**Supplied text**
◆ ◆ ◆ ◆
Village in West Bank, Palestine

Al-Kum (الكوم, officially known as al-Kum-al-Muwarraq-Beit Maqdum-Humsa) is a Palestinian village in the southern West Bank, part of the Hebron Governorate and located 13 kilometers west of Hebron. Its municipal borders stretch from the border with Israel in the west to boundaries of the city of Dura in the east. It had a population of 1,464 in the 2017 census by the Palestinian Central Bureau of Statistics.

== Geography ==
From the east is Beit Maqdum, from the west is the Green Line (Israel), from the south is As Simiya, and from the north is Idna.

==History==

=== Mamluk period ===
A Mamluk endowment record attests to Bayt Maqdum's inhabited status in 1262 CE.

=== Ottoman period ===
Early Ottoman tax registers in the 16th century have Bayt Makhdum/Bayt Maqdum located in the Nahiya of Halil of the Liwa of Quds. It was classified as Mazra'a (=cultivated) land.

In 1883, the PEF's Survey of Palestine found at Kh. el Kôm "traces of ruins and caves on a white hill-top." It further described it as "rather a large ruin."
Khurbet el Murak was described as "caves and two large foundations", while at Beit Makdûm they noted "cisterns, caves, foundations, and walls, apparently an old site."

===British Mandate era===
At the time of the 1931 census of Palestine the populations of Kh. el Kum and Kh. Muraq were counted under Dura.

===Jordanian era===
After the 1948 Arab-Israeli War, the area was under Jordanian rule. The Jordanian census of 1961 found 247 inhabitants in Kaum and 150 in Muwarraq.

===Post-1967===
After the 1967 Six-Day War, the Al-Kum area (together with the rest of the West Bank) has been under Israeli occupation.

The modern Al-Kum village was formed as a result of a 1995 merger between the villages of al-Kum, al-Muwarraq, Beit Maqdum and Humsa, with al-Kum being the largest and in the middle of the latter three. Al-Kum and Beit Maqdum were founded sometime in the early 19th century during Ottoman rule in Palestine. Most of the residents of the four villages were migrants from nearby Dura or Palestinian refugees who fled there following the 1948 Arab-Israeli War. The principal families are Rajoub, al-Awawda and al-Sharha. Following the founding of the modern village, a six-member village council was established to administer its affairs and provide some municipal services.

The primary health care facilities for the village are at al-Kum designated by the Ministry of Health as level 1. Close by is Deir Sammit where the primary healthcare facilities are at level 2.
◆ ◆ ◆ ◆
**Stored rows**
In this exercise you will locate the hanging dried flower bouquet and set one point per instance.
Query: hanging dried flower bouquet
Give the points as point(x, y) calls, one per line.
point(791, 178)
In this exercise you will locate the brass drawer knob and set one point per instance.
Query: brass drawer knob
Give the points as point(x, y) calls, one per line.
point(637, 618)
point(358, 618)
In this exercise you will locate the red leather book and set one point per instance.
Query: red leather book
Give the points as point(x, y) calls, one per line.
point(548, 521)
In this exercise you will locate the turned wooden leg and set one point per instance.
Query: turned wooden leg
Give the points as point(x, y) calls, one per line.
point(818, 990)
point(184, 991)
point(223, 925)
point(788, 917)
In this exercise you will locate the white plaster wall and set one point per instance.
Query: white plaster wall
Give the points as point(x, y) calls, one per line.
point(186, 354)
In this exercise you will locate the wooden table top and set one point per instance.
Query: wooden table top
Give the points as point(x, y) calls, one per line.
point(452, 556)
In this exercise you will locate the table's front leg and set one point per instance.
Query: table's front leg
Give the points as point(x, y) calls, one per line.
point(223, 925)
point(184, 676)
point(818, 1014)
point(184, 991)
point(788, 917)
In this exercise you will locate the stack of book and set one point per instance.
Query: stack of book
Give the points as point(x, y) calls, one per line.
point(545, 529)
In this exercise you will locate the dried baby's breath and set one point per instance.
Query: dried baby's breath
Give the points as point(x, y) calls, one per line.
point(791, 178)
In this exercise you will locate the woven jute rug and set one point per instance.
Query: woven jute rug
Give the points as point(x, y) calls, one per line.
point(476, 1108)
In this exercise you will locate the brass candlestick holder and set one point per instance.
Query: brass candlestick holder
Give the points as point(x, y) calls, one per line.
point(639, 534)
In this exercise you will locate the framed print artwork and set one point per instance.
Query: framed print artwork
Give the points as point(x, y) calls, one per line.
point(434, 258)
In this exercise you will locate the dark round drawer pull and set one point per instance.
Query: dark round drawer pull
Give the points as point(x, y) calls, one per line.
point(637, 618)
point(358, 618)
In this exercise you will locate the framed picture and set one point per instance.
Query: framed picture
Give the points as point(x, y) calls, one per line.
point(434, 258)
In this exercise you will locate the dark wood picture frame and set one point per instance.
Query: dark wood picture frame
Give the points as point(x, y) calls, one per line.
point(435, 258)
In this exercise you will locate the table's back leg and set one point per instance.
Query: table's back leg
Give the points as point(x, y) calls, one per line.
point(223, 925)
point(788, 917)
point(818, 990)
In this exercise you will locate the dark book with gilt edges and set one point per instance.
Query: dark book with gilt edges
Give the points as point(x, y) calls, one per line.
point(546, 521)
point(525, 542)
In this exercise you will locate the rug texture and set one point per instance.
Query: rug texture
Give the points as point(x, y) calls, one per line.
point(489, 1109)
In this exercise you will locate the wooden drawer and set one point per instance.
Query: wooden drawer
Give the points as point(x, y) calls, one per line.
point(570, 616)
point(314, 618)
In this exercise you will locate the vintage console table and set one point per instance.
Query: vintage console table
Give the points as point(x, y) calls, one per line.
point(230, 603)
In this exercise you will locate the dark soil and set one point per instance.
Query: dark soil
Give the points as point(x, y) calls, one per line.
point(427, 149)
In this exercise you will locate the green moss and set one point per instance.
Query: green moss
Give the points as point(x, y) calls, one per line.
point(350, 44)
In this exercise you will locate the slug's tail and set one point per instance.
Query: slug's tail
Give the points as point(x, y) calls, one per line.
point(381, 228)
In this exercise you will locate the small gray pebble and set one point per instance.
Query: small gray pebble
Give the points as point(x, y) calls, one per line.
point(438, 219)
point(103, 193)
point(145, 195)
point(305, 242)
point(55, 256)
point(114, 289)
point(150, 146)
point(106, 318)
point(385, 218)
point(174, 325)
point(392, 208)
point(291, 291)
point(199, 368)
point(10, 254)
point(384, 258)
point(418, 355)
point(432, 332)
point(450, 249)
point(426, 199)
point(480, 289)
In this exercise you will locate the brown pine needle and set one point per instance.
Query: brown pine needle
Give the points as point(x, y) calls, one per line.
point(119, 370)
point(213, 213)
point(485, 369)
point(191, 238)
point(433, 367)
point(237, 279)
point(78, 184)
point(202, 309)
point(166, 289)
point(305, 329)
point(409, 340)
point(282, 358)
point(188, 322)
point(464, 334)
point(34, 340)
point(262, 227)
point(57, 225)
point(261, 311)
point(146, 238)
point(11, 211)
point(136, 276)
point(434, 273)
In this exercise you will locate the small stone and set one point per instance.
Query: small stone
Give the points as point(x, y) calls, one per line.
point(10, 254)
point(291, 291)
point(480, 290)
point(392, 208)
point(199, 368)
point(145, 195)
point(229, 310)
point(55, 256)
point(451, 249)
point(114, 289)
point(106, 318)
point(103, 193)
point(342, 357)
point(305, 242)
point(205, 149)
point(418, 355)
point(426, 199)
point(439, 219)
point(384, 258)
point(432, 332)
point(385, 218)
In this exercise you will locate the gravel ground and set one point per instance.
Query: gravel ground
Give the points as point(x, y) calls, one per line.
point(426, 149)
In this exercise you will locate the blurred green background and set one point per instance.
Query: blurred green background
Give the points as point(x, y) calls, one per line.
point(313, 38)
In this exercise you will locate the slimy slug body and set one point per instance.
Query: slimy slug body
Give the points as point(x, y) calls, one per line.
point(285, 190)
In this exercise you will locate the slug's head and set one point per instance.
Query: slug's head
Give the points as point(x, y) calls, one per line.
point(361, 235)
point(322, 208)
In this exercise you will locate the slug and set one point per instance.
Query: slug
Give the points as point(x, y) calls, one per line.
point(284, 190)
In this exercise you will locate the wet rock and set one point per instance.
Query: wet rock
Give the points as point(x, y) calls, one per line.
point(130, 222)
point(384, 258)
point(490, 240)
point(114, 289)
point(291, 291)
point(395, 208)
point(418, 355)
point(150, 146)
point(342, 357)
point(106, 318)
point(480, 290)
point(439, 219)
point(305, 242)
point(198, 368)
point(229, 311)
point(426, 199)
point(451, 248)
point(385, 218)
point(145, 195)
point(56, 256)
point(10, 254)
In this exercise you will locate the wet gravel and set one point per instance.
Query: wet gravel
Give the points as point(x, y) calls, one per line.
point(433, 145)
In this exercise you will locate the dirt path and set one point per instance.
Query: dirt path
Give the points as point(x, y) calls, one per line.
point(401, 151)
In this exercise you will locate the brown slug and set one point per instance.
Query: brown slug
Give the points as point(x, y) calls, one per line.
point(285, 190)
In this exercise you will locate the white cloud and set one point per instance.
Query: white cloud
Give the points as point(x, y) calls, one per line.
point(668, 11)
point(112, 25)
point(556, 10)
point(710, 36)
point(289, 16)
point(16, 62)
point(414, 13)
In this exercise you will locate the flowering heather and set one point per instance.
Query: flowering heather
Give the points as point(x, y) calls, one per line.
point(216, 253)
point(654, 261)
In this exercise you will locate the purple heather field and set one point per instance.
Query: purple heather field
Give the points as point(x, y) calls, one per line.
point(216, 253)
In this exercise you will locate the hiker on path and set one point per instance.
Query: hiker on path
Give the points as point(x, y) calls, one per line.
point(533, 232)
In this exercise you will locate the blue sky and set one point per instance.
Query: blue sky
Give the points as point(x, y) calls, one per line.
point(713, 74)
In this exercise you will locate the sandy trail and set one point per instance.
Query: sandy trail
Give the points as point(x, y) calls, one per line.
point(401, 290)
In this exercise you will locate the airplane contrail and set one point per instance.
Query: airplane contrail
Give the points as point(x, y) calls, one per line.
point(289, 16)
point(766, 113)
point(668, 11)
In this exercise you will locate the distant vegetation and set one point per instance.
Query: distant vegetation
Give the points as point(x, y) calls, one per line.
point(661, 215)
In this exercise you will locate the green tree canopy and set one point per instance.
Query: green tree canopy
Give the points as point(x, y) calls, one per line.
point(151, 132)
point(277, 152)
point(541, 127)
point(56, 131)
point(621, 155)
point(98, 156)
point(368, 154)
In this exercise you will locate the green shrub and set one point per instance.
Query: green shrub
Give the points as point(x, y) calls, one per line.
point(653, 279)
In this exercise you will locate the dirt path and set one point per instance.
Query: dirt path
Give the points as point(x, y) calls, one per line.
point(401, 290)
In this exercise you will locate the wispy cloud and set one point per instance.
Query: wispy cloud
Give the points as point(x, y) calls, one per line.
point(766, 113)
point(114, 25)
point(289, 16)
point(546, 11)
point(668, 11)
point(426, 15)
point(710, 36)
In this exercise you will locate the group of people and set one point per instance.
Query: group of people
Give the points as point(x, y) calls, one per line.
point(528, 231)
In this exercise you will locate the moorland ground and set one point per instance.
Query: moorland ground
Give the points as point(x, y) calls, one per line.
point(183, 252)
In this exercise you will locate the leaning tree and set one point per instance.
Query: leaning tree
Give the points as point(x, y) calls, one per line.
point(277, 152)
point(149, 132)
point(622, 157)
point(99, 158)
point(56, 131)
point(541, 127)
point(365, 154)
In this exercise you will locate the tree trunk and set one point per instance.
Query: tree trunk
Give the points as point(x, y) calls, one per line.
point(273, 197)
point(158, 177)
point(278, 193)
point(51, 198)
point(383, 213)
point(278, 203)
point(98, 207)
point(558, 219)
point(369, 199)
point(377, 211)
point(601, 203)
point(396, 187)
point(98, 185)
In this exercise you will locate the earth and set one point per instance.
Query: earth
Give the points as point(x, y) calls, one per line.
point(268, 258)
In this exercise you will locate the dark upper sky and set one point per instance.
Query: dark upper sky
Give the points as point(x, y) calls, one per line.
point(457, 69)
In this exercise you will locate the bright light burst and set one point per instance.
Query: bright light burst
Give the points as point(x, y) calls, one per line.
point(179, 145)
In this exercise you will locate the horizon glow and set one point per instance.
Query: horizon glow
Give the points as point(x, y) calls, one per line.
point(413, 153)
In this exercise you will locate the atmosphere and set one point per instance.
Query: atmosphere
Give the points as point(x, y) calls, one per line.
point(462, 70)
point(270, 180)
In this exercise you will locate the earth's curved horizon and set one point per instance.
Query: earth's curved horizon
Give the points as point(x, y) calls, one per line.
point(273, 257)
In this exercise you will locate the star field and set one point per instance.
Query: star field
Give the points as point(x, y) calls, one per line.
◆ ◆ ◆ ◆
**Goal of the exercise**
Write down the passage of the village article between "Al-Kum (الكوم, officially" and "Bureau of Statistics.", inclusive. Answer from the village article alone.

**Exercise response**
Al-Kum (الكوم, officially known as al-Kum-al-Muwarraq-Beit Maqdum-Humsa) is a Palestinian village in the southern West Bank, part of the Hebron Governorate and located 13 kilometers west of Hebron. Its municipal borders stretch from the border with Israel in the west to boundaries of the city of Dura in the east. It had a population of 1,464 in the 2017 census by the Palestinian Central Bureau of Statistics.